Problem:
Count the lines below that contain the word "like", and reply with that number alone.

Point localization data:
☆ ☆ ☆ ☆ ☆ ☆ ☆

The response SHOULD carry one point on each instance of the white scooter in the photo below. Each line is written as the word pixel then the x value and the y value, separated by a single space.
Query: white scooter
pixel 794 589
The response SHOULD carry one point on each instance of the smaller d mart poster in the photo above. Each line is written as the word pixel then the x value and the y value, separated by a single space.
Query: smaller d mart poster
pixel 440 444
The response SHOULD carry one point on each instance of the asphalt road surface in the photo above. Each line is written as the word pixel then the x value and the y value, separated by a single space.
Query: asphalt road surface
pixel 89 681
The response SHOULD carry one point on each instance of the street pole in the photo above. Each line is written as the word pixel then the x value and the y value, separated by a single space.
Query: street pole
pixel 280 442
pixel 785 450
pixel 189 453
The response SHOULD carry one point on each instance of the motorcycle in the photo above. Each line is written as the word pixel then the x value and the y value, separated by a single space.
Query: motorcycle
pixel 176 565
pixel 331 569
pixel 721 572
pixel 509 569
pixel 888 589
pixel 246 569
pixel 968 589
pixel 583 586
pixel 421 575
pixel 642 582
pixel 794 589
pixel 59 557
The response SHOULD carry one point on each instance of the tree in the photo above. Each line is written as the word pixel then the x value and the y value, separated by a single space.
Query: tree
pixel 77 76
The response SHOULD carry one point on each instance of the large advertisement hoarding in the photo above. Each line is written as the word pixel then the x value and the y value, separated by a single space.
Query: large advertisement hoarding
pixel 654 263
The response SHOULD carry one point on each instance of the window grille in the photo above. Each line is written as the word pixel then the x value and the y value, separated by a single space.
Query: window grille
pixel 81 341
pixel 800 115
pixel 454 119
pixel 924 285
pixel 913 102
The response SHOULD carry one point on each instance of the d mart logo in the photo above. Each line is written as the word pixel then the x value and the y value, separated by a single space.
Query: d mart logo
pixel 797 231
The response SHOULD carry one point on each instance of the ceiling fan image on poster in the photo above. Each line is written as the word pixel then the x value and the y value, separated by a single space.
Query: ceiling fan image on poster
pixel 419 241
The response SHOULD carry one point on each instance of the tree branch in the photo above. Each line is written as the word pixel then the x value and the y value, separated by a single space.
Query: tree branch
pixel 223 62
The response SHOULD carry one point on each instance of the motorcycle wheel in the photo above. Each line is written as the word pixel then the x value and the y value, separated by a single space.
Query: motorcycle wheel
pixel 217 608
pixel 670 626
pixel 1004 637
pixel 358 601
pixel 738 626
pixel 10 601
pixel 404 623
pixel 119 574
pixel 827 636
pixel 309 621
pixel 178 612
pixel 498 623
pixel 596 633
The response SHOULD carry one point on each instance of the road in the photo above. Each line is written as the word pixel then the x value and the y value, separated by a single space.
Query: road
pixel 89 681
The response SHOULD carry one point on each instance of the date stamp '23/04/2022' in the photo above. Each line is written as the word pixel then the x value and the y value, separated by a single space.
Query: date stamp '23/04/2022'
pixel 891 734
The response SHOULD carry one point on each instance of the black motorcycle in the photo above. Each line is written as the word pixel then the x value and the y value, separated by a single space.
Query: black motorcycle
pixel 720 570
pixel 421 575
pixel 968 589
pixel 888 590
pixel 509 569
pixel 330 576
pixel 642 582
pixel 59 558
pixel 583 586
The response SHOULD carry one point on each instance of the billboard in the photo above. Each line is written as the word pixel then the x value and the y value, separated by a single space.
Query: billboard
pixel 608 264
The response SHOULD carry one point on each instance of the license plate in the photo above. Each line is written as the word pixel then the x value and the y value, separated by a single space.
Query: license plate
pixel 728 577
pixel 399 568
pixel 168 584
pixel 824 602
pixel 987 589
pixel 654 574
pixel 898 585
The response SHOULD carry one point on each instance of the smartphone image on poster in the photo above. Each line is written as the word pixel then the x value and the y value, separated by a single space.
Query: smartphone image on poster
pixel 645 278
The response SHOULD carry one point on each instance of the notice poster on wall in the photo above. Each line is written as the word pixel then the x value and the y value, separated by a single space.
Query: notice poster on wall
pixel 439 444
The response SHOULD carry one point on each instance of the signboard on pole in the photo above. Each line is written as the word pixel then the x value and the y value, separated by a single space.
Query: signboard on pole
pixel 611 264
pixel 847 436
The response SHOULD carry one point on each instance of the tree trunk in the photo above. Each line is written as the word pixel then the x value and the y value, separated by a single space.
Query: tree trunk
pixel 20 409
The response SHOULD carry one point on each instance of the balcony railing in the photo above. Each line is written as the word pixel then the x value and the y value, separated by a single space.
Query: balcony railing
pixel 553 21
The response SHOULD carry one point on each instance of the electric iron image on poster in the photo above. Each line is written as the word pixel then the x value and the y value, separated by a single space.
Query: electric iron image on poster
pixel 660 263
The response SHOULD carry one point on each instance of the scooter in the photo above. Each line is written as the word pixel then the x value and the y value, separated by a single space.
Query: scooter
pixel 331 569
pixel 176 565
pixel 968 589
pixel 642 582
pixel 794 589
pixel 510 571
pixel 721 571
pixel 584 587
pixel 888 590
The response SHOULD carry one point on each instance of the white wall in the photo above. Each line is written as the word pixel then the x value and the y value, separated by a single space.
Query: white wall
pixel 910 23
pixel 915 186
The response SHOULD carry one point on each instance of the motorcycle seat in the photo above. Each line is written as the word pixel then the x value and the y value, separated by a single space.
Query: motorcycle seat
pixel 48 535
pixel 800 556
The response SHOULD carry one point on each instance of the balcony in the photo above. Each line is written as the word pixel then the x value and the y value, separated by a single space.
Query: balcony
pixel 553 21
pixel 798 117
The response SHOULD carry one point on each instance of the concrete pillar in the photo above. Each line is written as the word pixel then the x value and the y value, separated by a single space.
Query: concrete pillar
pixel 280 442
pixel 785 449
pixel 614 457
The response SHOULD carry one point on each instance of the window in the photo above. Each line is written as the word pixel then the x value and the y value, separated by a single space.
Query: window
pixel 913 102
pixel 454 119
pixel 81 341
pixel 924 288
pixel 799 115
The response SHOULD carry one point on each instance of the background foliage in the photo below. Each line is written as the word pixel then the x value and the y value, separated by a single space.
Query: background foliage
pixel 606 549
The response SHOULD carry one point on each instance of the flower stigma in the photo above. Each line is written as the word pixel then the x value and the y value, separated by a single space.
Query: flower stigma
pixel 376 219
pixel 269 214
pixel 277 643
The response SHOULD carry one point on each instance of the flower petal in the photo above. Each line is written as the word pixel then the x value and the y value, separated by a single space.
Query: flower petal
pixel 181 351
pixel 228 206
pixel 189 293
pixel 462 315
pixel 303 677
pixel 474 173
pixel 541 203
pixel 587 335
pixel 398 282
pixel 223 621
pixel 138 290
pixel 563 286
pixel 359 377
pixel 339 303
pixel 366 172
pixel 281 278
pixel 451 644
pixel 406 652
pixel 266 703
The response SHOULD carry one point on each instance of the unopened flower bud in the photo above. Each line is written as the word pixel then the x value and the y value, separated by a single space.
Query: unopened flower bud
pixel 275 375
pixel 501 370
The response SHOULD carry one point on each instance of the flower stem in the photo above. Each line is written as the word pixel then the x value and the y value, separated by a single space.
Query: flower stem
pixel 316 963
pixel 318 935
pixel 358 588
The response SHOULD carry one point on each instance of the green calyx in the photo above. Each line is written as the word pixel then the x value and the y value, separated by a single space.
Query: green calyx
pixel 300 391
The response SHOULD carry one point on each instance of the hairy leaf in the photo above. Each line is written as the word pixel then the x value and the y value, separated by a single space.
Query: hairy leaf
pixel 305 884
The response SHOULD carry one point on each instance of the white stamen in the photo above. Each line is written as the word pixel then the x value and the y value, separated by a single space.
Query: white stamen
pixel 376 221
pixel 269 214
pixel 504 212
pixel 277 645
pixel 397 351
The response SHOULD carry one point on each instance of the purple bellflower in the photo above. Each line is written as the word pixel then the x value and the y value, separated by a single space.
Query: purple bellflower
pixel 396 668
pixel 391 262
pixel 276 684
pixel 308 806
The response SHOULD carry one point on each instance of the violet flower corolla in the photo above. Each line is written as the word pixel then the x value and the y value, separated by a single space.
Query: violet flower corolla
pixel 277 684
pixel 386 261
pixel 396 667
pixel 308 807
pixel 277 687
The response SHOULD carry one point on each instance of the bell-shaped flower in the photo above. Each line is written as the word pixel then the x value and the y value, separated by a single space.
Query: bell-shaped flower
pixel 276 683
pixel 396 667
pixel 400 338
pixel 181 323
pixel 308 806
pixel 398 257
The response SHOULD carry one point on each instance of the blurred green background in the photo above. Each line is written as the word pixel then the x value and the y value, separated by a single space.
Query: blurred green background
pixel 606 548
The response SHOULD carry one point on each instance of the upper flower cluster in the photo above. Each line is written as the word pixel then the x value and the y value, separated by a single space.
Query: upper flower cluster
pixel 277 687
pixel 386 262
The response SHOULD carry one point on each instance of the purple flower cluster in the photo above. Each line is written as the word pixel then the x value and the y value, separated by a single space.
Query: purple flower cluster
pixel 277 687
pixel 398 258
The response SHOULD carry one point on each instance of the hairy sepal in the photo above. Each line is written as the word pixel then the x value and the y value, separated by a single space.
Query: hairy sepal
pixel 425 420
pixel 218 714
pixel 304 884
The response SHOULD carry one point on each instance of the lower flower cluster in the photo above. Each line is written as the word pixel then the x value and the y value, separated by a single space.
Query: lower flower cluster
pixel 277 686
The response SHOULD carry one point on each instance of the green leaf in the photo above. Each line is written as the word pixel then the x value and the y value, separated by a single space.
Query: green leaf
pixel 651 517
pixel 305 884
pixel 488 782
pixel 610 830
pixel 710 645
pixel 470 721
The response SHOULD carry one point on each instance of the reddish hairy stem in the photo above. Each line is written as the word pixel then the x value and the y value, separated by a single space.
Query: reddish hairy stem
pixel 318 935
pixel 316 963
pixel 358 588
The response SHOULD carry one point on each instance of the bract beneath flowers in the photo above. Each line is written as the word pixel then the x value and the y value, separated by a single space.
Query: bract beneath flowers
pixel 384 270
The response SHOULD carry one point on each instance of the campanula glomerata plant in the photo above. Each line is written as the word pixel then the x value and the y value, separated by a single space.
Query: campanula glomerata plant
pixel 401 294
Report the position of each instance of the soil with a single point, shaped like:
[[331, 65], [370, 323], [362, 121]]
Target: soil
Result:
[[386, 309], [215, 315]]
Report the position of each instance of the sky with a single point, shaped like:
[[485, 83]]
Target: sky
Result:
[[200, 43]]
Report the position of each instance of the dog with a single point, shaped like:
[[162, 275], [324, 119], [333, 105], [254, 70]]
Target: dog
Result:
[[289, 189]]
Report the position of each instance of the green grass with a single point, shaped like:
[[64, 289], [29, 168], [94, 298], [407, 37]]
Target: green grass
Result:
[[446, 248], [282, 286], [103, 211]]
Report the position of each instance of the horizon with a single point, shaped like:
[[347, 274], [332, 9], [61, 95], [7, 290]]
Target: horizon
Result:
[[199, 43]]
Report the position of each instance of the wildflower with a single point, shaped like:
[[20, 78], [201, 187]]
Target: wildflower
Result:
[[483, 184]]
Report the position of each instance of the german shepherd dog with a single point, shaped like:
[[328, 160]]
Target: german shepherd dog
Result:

☆ ☆ ☆ ☆ ☆ ☆ ☆

Solution to this problem:
7